12.3 Social networking services/platforms
- Major platforms: Facebook, Instagram, Twitter/X, TikTok, LinkedIn, Snapchat.
- Primary uses
- Personal communication and sharing of media.
- Business marketing and brand engagement.
- Civic participation – organising events, campaigning, crowdsourcing information.
- Advantages
- Instant global connectivity.
- Opportunities for e‑commerce and targeted advertising.
- Rapid dissemination of news and emergency alerts.
- Disadvantages / risks
- Privacy erosion – personal data harvested for profiling.
- Misinformation and echo‑chamber effects.
- Cyber‑bullying, online harassment, and mental‑health concerns.
- Potential for algorithmic bias in content recommendation.
12.4 The impact of IT on society
Information technology reshapes almost every sector. The table below summarises a few illustrative examples, linking back to data‑mining where relevant.
| Sector |
IT development |
Positive impact |
Negative / ethical concerns |
| Sport |
Wearable sensors & performance analytics |
Optimised training, injury prevention |
Data ownership, commercial exploitation of athletes’ biometrics |
| Manufacturing |
Internet of Things (IoT) and predictive maintenance |
Reduced downtime, energy savings |
Workforce displacement, security of connected devices |
| Education |
Virtual classrooms, learning‑analytics dashboards |
Personalised learning pathways, wider access |
Digital divide, privacy of student data |
| Public services |
Smart‑city sensors, e‑government portals |
Improved service efficiency, citizen engagement |
Surveillance concerns, data‑security breaches |
12.5 Technology‑enhanced learning (TEL)
- Key tools
- Massive Open Online Courses (MOOCs) – Coursera, edX, FutureLearn.
========
* [WHAT THIS TASK INVOLVES] Pick up the notes on information technology and society after their final line, the one listing MOOCs, and carry on with the section on technology-enhanced learning.

* [Point localization data]
========
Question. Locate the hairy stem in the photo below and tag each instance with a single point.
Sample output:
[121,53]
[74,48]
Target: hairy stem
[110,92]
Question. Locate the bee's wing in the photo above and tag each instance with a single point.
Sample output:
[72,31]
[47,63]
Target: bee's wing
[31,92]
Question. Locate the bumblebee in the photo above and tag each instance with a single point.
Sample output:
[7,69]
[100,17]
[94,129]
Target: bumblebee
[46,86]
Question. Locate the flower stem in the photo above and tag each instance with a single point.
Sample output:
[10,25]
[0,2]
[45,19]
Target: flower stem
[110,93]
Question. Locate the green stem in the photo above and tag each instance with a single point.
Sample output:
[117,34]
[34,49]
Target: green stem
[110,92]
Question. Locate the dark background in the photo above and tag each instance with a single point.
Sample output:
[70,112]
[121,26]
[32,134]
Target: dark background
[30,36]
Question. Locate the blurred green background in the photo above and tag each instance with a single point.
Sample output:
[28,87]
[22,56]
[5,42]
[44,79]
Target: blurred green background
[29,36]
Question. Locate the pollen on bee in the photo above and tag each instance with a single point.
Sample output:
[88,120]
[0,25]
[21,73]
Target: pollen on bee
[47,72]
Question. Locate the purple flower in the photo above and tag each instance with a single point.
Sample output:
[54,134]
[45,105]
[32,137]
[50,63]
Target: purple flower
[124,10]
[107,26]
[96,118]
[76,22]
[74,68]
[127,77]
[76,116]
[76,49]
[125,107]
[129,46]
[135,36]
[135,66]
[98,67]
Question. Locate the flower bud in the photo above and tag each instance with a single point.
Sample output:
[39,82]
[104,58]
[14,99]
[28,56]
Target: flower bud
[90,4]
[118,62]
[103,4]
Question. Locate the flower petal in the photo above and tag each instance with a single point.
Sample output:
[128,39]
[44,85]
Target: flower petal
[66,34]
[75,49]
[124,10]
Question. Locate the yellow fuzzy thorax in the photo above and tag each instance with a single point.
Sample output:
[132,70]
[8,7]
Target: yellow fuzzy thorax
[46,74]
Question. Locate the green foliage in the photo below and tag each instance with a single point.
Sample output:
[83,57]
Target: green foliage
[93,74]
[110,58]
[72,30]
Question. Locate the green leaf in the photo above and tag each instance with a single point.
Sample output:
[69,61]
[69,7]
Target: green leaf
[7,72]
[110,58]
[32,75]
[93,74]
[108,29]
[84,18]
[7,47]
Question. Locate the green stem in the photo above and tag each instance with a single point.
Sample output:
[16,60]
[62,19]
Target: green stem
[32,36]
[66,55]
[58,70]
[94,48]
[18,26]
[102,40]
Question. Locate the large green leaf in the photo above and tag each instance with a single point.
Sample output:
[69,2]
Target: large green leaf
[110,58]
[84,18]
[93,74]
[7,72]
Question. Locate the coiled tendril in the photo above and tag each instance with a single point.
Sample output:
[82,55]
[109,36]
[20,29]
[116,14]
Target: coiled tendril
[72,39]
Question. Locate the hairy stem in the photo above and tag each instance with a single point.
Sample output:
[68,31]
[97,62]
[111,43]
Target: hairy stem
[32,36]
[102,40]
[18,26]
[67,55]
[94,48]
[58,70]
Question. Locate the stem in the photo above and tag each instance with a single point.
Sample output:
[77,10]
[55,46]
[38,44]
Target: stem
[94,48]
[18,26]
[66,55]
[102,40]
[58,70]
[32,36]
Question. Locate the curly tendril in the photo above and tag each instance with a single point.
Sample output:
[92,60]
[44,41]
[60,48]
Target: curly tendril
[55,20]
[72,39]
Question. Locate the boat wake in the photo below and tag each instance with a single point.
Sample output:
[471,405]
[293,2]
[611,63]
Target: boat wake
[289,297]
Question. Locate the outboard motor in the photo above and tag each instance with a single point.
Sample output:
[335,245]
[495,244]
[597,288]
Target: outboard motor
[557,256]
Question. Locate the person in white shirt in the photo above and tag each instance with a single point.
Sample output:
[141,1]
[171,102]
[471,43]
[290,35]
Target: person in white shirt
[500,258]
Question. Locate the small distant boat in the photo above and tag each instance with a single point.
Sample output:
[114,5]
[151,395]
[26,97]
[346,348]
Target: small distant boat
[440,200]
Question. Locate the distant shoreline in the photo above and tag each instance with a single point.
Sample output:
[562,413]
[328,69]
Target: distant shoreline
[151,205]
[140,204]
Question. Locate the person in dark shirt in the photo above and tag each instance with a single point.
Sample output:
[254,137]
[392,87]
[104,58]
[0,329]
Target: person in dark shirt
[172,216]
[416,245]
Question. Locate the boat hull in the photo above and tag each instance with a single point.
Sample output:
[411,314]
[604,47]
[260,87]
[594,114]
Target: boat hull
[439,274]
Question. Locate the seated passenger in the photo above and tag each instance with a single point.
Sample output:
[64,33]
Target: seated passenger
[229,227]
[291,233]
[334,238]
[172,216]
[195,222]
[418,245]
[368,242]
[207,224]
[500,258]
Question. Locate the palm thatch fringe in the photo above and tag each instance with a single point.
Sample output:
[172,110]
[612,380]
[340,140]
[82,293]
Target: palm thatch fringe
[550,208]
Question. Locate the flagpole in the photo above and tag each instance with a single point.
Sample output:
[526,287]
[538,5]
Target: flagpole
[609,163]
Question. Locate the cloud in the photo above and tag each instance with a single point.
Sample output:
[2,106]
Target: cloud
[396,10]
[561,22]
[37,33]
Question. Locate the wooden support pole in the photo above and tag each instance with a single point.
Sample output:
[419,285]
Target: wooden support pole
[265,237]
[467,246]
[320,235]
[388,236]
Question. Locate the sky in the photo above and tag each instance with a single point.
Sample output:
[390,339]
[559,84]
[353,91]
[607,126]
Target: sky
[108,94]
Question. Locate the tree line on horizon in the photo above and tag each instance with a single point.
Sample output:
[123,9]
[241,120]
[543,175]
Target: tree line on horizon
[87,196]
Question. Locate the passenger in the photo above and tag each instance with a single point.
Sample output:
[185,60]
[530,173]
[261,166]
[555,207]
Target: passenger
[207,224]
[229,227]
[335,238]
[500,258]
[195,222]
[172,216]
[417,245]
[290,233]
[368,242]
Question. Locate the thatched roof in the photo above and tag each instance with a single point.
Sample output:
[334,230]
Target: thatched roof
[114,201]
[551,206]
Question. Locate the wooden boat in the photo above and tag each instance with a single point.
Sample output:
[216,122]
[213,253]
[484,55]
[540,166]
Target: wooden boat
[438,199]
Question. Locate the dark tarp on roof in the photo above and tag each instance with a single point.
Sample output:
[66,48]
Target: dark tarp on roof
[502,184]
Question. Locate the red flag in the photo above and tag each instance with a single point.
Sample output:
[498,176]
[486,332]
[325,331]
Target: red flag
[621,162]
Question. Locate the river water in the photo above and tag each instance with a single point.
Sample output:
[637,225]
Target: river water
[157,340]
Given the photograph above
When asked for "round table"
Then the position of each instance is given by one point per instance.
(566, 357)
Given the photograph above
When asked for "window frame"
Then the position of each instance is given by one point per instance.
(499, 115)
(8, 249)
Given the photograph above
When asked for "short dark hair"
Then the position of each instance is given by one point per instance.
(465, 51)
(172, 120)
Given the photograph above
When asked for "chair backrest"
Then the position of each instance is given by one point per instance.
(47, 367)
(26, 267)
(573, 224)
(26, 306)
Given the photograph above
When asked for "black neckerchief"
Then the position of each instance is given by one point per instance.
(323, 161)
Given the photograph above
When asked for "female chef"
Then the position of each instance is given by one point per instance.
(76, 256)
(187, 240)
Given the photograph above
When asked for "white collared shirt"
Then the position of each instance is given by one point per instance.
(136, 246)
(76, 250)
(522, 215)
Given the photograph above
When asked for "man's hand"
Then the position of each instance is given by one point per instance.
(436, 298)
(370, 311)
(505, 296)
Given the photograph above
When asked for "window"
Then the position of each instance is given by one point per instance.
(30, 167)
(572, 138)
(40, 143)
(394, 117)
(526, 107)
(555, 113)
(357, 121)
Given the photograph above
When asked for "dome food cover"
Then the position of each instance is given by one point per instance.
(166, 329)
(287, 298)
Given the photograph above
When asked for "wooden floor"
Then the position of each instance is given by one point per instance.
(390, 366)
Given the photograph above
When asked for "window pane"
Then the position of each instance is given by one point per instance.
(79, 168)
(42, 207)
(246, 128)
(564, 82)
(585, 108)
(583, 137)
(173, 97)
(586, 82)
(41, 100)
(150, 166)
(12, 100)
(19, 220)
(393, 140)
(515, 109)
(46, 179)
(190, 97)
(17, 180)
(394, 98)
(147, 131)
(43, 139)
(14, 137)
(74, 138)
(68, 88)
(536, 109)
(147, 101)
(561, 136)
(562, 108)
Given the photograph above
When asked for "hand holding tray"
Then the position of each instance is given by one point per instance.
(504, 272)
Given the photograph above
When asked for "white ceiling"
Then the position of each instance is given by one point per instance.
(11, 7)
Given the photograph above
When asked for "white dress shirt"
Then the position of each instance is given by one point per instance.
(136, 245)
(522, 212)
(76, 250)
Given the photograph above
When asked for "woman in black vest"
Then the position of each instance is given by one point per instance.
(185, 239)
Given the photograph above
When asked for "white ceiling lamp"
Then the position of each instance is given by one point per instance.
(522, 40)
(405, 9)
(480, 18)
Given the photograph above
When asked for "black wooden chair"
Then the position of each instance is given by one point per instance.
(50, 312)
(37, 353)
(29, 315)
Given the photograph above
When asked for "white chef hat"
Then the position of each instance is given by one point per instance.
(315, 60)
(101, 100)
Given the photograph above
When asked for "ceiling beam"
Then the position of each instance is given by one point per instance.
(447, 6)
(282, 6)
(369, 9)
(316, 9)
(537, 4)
========
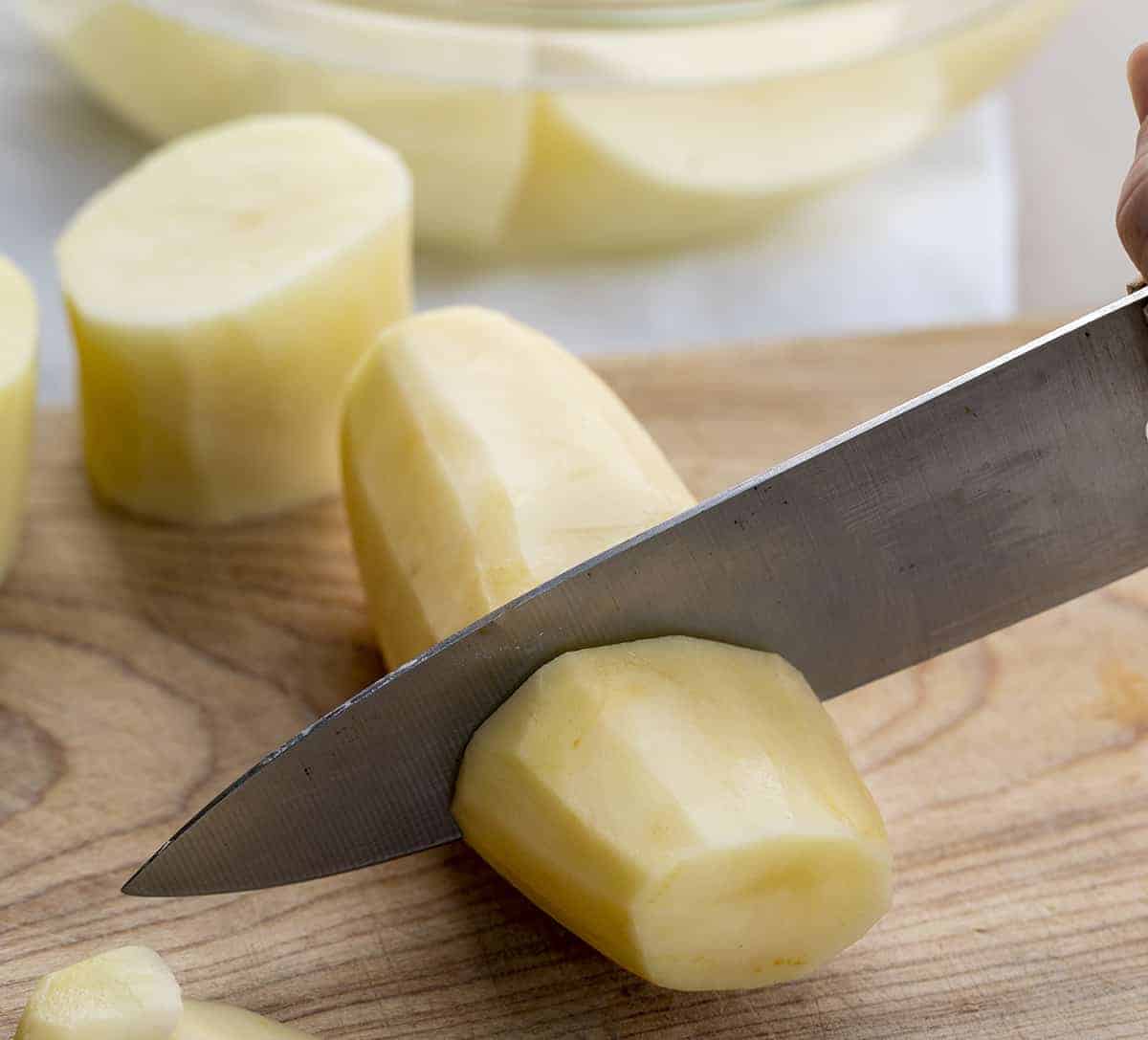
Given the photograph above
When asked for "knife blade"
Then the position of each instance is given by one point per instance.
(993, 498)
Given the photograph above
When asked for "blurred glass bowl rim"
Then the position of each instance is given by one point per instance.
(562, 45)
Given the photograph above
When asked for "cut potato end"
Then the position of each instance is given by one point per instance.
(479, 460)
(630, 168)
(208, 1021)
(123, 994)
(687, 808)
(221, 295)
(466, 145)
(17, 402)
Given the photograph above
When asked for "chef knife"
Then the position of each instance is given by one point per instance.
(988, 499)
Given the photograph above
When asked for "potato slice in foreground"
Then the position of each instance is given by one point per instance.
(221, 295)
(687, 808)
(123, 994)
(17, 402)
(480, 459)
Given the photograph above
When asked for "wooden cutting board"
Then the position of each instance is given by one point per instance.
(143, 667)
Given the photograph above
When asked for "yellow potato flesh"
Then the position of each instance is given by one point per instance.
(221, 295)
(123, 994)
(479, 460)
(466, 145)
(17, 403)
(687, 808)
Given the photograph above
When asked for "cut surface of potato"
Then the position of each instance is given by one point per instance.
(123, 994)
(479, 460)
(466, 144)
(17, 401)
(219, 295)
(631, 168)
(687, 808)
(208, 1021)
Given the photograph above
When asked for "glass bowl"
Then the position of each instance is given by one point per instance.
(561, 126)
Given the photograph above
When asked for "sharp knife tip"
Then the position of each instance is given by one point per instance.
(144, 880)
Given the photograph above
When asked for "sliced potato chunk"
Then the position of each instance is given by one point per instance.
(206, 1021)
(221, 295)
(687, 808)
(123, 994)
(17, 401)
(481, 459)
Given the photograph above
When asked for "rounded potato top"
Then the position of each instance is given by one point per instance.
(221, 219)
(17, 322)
========
* [EXPECTED ANSWER]
- Virtual labs and simulations – PhET, Labster.
- Learning‑analytics platforms – dashboards that mine student interaction data to predict performance.
- How data mining supports TEL
- Identifying at‑risk learners through classification of click‑stream and assessment data.
- Personalising content recommendations using clustering of learning styles.
- Providing feedback loops for teachers via predictive models of course completion.
- Benefits – flexible access, adaptive pacing, evidence‑based teaching strategies.
- Challenges – ensuring data privacy, avoiding algorithmic bias, maintaining student motivation without face‑to‑face interaction.
Summary
Across digital currencies, data mining, social networking, broader IT impacts and technology‑enhanced learning, the Cambridge syllabus expects you to describe the technology, give concrete examples, and evaluate benefits against ethical, legal and societal challenges. Master the six‑stage data‑mining process, know the key techniques and their typical applications, and be ready to discuss privacy, bias and regulatory issues – all of which are common points in exam questions.